§ TÂCHE COURTE 1
Relevez dans la liste ci-dessous toutes les lignes où figure le mot "window".

§ EXTRAIT DU DOCUMENT
====================

Le cheikh Omar envoya Alfa Omar, fils de Tyerno Bayla, lever une armée dans le Fouta. Colère de Yimba (ou Guimba?) Sakho, chef du Dialonkadougou (territoire englobant Dinguirave), qui percevait un tribut du cheikh Omar pour son droit d'installation et de passage.
Les émissaires de Yimba se rallient au cheikh Omar, qui séjourne à Dinguiraye le temps d'y voir trois saisons des pluies, prêchant jour et nuit. Premier coup de main, effectué par les troupes de cheikh Omar du côté de Gangaran (au Nord du Dialonkadougou) et de Kouroukoto (village de Oulada, actuellement sur le chemin de fer de Guinée, au Sud de Dinguiraye) et de la cité de Galamadyi, sur le Balinko, dans le Solou : c'étaient là les « Etats de Yimba » .

====================

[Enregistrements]
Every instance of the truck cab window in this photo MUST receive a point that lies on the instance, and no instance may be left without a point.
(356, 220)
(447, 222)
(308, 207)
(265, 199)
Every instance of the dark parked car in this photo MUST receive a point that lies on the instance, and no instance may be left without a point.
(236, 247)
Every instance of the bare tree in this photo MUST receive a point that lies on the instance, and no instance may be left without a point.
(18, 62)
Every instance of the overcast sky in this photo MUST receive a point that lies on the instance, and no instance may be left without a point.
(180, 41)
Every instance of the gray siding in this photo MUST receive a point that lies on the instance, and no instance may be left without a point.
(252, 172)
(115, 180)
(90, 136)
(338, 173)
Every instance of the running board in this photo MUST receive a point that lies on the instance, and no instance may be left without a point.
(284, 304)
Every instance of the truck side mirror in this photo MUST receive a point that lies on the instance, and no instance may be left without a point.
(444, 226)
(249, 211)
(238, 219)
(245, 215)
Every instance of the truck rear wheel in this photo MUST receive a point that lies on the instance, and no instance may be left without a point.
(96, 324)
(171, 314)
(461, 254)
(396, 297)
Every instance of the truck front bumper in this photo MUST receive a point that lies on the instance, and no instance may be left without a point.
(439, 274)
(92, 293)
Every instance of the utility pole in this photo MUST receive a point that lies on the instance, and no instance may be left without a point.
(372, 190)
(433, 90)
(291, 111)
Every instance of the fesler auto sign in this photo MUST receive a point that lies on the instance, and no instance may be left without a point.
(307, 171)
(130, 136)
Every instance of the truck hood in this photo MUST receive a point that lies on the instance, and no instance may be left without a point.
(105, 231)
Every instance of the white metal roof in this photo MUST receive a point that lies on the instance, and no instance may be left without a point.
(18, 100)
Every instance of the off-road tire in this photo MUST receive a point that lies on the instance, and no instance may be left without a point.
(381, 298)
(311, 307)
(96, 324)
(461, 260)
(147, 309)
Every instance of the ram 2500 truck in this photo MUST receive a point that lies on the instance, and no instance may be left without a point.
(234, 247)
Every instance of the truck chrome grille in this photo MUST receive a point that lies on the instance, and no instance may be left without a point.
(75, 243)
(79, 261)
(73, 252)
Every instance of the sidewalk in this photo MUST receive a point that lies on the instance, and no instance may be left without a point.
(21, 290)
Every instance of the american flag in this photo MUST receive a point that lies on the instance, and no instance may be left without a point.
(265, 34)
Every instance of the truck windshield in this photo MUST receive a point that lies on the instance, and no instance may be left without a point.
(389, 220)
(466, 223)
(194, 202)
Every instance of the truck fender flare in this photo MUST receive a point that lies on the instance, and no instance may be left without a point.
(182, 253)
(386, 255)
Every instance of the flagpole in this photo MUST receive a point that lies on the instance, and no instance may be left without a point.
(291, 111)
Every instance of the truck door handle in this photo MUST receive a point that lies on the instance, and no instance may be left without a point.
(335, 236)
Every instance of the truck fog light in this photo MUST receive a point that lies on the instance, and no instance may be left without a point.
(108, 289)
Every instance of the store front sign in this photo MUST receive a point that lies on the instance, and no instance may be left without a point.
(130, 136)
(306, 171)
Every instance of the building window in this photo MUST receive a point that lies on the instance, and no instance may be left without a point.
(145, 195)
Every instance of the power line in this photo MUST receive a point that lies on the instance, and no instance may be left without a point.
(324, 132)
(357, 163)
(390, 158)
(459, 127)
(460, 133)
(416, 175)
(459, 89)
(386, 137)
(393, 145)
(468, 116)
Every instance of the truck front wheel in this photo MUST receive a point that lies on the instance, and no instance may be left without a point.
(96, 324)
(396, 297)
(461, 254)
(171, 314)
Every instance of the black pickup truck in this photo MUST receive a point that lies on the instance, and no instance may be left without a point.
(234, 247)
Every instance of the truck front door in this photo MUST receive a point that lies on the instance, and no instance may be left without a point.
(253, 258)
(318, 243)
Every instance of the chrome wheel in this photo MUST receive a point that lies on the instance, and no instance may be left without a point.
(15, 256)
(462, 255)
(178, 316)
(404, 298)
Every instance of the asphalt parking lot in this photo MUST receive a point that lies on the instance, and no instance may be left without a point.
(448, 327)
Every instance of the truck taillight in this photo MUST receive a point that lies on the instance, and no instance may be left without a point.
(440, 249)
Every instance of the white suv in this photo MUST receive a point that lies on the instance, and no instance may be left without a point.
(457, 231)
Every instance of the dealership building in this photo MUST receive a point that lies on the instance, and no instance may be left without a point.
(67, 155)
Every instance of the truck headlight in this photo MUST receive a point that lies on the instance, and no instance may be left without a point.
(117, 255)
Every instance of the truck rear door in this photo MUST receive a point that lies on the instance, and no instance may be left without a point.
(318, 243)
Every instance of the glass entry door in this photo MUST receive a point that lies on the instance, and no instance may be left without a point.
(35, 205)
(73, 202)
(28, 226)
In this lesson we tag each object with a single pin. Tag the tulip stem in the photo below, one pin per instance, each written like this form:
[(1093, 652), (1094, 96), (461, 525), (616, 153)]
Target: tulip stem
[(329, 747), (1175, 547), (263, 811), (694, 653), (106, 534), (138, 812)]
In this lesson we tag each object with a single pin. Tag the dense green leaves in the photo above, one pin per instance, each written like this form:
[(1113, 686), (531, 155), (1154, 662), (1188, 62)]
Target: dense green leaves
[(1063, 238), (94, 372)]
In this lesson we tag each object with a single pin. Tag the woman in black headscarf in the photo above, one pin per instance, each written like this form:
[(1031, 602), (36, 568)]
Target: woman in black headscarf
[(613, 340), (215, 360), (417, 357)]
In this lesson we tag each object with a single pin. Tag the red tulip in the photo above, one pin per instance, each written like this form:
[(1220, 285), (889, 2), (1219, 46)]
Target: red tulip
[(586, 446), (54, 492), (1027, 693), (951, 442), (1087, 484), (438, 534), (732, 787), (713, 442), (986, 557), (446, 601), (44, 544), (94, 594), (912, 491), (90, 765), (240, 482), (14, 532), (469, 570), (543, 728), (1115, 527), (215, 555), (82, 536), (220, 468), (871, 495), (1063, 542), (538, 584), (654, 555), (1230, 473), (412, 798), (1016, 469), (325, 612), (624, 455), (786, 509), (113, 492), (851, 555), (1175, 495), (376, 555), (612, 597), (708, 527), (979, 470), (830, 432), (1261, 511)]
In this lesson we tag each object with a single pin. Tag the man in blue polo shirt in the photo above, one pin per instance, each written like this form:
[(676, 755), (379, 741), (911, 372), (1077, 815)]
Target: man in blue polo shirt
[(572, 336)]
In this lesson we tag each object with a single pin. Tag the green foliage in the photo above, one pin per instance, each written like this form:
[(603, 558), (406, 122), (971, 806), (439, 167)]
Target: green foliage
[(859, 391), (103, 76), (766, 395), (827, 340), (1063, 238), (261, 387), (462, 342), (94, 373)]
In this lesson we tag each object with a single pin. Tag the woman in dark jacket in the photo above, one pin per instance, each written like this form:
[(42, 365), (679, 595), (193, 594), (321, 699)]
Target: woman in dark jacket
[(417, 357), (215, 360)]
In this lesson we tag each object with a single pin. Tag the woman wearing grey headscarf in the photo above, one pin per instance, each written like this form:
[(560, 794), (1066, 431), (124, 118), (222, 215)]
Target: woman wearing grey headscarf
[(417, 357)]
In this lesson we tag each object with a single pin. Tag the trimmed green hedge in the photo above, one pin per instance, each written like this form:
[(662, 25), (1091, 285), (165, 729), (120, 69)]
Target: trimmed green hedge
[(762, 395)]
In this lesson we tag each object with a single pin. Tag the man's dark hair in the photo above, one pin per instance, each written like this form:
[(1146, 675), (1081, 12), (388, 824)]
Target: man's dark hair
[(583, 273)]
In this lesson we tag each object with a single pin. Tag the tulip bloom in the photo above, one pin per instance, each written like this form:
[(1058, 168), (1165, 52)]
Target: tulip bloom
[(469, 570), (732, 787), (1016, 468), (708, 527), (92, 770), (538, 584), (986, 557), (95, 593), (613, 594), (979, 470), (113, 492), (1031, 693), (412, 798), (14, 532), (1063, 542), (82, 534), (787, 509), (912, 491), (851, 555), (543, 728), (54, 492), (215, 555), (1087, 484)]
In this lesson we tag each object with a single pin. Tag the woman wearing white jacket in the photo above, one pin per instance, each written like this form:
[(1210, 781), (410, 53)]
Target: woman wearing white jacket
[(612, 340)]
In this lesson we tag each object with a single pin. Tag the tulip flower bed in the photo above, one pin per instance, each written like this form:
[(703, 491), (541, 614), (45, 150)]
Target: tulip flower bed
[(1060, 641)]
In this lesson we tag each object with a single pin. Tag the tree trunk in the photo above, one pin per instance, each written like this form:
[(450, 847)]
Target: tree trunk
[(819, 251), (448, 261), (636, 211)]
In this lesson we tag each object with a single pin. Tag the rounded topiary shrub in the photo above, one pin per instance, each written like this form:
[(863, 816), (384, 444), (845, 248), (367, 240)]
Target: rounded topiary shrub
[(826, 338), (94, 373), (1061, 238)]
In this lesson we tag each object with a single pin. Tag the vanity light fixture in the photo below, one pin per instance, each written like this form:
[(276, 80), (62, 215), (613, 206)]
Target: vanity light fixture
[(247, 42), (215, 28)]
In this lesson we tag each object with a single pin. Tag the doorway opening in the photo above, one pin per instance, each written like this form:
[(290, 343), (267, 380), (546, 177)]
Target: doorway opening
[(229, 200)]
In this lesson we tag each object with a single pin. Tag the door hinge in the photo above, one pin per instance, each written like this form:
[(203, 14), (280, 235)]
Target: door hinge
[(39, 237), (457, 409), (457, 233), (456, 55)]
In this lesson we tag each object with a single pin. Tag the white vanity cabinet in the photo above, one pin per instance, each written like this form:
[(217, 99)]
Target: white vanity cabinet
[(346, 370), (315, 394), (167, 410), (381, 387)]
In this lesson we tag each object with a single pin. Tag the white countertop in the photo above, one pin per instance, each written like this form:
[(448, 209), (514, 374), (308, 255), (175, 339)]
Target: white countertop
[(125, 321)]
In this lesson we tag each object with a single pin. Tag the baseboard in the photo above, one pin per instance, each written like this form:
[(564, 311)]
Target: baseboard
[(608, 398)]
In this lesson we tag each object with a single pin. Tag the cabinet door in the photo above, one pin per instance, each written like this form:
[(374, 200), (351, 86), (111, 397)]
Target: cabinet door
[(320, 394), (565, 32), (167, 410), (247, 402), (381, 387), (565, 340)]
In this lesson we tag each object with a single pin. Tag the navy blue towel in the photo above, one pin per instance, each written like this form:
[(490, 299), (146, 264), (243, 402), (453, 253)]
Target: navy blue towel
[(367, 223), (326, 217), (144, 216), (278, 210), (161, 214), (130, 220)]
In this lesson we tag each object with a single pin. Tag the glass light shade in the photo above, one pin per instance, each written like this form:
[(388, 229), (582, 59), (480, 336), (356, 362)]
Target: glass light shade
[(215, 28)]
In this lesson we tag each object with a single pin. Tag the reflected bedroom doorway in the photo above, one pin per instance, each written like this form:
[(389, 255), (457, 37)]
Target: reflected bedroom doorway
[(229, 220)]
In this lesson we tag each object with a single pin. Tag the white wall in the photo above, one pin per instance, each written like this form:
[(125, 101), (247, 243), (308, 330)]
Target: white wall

====================

§ TÂCHE COURTE 2
Restituez l'extrait ci-dessus de "Le cheikh Omar" à "et de passage.".

§ RÉPONSE ATTENDUE 1
Every instance of the truck cab window in this photo MUST receive a point that lies on the instance, and no instance may be left without a point.
Every instance of the building window in this photo MUST receive a point that lies on the instance, and no instance may be left without a point.

§ RÉPONSE ATTENDUE 2
Le cheikh Omar envoya Alfa Omar, fils de Tyerno Bayla, lever une armée dans le Fouta. Colère de Yimba (ou Guimba?) Sakho, chef du Dialonkadougou (territoire englobant Dinguirave), qui percevait un tribut du cheikh Omar pour son droit d'installation et de passage.